• Document segment:
────

June 6, 2001

Is MJ Gopalan the oldest living Test cricketer?

Who is the oldest living Test cricketer? On the face of it, this may seem an unlikely question to ask, except at quiz time. But a clearer picture will emerge when I point out that this question is being asked on a former Test cricketer's 95th birthday. But is he, at this age, the oldest Test cricketer alive?

The doubt arises because Wisden cricketers' almanack lists Alf Gover as the oldest Test cricketer alive. Gover, a right arm fast medium bowler, played for England in four Tests in the 1930s and 1940s. He made his Test debut against India in 1936, toured this country with Lord Tennyson's side in 1937-38 and played his last Test against India on his home ground at the Oval in 1946. Wisden lists his date of birth as February 29, 1908. Interestingly enough, just a few entries above Gover is the name of MJ Gopalan. The former Indian cricketer's date of birth is given as June 6, 1909.

This was the accepted entry till a few years ago till members of his family clarified that he was born on June 6, 1906. Since then it is accepted in certain cricketing circles that Gopalan is the world's oldest living Test cricketer.

Not that these contradictions mean anything to Morappakam Joysam Gopalan. For him, today was just another day. A recent hip injury has restricted his movements and so a visit to the temple, regretfully, was not possible. But there was time for a puja at home, followed by a few visitors and a generally quiet day spent at home with family members.

When this writer rang him up to wish him, Gopalan himself picked up the phone. Blessed with a strong physique and good memory, the former double international - he also represented the country in hockey as a contemporary of the peerless Dhyan Chand - spoke in calm and clear tones. Asked whether he looked forward to his 100th birthday, Gopalan exclaimed "My God, is living 95 years not enough. I am also not in very good physical shape these days with age having caught up and with this injury I have."

Asked pointedly whether he was born in 1906 or 1909, Gopalan clarified the correct year of birth was the former. "I don't know how the school where I studied listed my year of birth as 1909 but that stuck. It's so long ago that I don't know how it happened. But I can confirm that I am 95 today," he asserted.

────

• Extracted records:

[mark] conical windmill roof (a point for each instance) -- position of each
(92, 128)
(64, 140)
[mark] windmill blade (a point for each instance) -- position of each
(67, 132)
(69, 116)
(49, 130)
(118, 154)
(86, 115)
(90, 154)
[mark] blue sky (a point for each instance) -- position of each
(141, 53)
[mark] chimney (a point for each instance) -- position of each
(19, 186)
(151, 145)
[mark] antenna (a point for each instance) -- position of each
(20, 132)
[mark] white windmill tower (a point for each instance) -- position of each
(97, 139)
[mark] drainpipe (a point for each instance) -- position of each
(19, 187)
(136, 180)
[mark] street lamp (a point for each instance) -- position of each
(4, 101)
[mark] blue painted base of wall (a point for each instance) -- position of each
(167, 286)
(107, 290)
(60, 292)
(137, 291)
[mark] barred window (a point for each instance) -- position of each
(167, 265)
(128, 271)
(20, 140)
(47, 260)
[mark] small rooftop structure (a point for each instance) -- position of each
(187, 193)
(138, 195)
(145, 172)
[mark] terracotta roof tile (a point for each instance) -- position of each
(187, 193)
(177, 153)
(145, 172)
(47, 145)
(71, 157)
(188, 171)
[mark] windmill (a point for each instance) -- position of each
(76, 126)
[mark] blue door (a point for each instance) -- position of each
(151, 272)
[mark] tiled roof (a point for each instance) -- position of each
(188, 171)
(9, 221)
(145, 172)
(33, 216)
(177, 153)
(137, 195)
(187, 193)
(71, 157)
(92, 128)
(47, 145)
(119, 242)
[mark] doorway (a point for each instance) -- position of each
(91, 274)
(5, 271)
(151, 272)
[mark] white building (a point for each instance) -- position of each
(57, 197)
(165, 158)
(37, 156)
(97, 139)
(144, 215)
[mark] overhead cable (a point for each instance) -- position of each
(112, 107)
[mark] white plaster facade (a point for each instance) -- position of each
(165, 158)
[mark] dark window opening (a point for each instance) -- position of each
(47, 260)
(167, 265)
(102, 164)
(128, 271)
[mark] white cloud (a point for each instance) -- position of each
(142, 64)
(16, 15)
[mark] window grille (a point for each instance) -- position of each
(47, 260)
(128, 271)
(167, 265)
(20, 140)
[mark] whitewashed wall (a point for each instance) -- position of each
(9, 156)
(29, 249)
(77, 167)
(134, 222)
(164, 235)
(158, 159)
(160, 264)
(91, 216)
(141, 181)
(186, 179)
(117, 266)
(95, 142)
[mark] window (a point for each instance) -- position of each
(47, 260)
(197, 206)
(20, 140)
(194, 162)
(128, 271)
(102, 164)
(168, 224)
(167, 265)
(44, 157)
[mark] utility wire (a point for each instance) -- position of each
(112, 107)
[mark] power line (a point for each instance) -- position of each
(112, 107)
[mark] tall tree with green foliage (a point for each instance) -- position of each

────

• Work to do:
(A) In the article about MJ Gopalan, what date of birth does Wisden give for Alf Gover?
(B) Carry on the article about MJ Gopalan's 95th birthday from its last sentence.
The rows have nothing to do with the article about MJ Gopalan.

• Task responses:
(A) February 29, 1908.

(B)
Gopalan is well known in India even though his international cricket credentials, on the face of it, may be modest. He played just one Test - against England at Calcutta in 1933-34, scoring 11 not out and 7, taking one wicket (James Langridge) with his medium pacers and holding three catches. He also toured England in 1936 but, not unexpectedly, does not wish to recall the events of that unhappy tour.

In fact, Gopalan with the benefit of hindsight, probably made the wrong decision. Having toured New Zealand as a member of the Indian hockey team under Dhyan Chand in 1935, he was an automatic choice for the Indian team that was certain to retain their gold medal at the Berlin Olympics in 1936. Faced with the choice between cricket and hockey, Gopalan opted for the former, thus denying himself a gold medal which the Indian team, predictably enough, won.

If Gopalan is well known in India, he is a living legend in Chennai. He played with distinction for the state in the Ranji Trophy and against visiting sides. To him goes the honour of bowling the first ball in the national competition, on November 4, 1934. The all rounder led Madras for many years, and after his playing career was over, was a member of the national selection committee for three years in the late fifties and early sixties.

Having retired from active public life for many years now, Gopalan is still a highly respected figure in sports circles. Whenever he attends a function, he is the cynosure for both young and old. Sunil Gavaskar for one, always bends down to touch the feet of the doyen whenever the two come together at a public gathering. With a toothy smile and a firm handshake, MJ as he is popularly known, greets everyone with childlike enthusiasm.

Gopalan can never be cynical. In frequent conversations with him, I have never heard him say, "you know, in my day...", that rather irritating phrase so common to cricketers of yesteryears. He enjoys the modern game, has a kind word or two about the present day cricketers and eschews, like the plague, the controversial and seamier side of the game. He watches the game on TV and is ready for a pleasant discussion on any aspect of cricket.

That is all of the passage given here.